**Aim of the task:**
Reproduce every one of the entries below verbatim, preserving each character, space, and line break.

[Begin]

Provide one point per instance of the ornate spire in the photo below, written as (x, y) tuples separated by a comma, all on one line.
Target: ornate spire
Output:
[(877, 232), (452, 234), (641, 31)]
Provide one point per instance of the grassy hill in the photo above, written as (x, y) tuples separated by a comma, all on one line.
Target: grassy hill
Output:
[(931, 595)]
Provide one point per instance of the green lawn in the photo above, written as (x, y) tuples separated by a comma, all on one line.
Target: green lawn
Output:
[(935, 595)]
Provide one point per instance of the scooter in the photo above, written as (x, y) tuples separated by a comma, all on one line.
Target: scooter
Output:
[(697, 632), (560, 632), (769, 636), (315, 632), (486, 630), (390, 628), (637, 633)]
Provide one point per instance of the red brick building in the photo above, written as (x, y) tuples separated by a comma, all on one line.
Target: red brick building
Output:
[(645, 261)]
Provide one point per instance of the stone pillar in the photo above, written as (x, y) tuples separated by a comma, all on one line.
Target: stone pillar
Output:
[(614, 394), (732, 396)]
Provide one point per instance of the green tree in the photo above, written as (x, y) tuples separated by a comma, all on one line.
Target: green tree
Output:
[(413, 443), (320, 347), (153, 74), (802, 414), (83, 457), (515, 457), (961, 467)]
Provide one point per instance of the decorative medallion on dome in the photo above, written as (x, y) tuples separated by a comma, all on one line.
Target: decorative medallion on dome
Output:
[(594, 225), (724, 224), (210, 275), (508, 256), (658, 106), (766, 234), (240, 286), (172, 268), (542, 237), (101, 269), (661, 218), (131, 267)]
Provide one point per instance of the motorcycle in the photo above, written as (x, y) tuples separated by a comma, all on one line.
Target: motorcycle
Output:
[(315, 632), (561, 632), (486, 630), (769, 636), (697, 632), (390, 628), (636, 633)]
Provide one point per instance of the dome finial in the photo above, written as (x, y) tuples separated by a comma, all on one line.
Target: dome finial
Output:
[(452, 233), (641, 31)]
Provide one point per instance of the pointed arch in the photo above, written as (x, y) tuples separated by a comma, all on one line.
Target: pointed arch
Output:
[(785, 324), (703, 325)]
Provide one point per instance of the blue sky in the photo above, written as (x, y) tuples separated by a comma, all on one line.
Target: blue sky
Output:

[End]

**Answer to the problem:**
Provide one point per instance of the ornate spire in the photo below, written as (x, y) tuples separated by a comma, all on one line.
Target: ornate spire
Output:
[(877, 232), (452, 234), (641, 31)]
Provide one point per instance of the grassy hill in the photo above, written as (x, y) tuples separated by a comma, all on one line.
Target: grassy hill
Output:
[(931, 595)]
Provide one point per instance of the green lawn in the photo above, written as (x, y) tuples separated by a comma, all on one line.
Target: green lawn
Output:
[(935, 595)]
Provide one point per instance of the scooter in the photo above, written as (x, y) tuples separated by a comma, all on one line.
Target: scooter
Output:
[(697, 632), (560, 632), (769, 636), (315, 632), (486, 630), (390, 628), (637, 633)]
Provide one point per instance of the red brick building in the photo above, written as (x, y) tuples separated by a comma, all on one line.
Target: red brick building
Output:
[(645, 261)]
Provide one point per instance of the stone pillar in the photo above, written as (x, y) tuples separated by a comma, all on one line.
Target: stone pillar
Output:
[(614, 394), (732, 396)]
Provide one point per instance of the green tree in the photo above, written as (x, y) tuples separated by a comma, all on one line.
Target: green tree
Output:
[(413, 443), (320, 347), (153, 74), (802, 414), (83, 457), (515, 457), (961, 467)]
Provide one point per instance of the decorative medallion on dome in the photo above, written as (x, y) tuples separated by a comma, all on one line.
Target: decorative medallion on dome
Output:
[(594, 225), (724, 224), (210, 275), (508, 256), (658, 106), (766, 234), (240, 286), (172, 268), (542, 237), (101, 269), (661, 218), (131, 267)]
Provide one point per instance of the motorcycle in the photo above, written as (x, y) tuples separated by a comma, all on one line.
Target: motorcycle
Output:
[(315, 632), (561, 632), (486, 630), (769, 636), (697, 632), (390, 628), (636, 633)]
Provide one point per instance of the dome finial in the photo above, written as (x, y) tuples separated by a comma, all on one line.
Target: dome finial
Output:
[(452, 233), (641, 31)]
Provide one point per instance of the pointed arch in the photo above, written as (x, y) tuples separated by a comma, all on one line.
Target: pointed arch
Output:
[(785, 324), (703, 325)]
Provide one point per instance of the blue sky in the photo above, written as (x, y) tuples separated by a comma, all on one line.
Target: blue sky
Output:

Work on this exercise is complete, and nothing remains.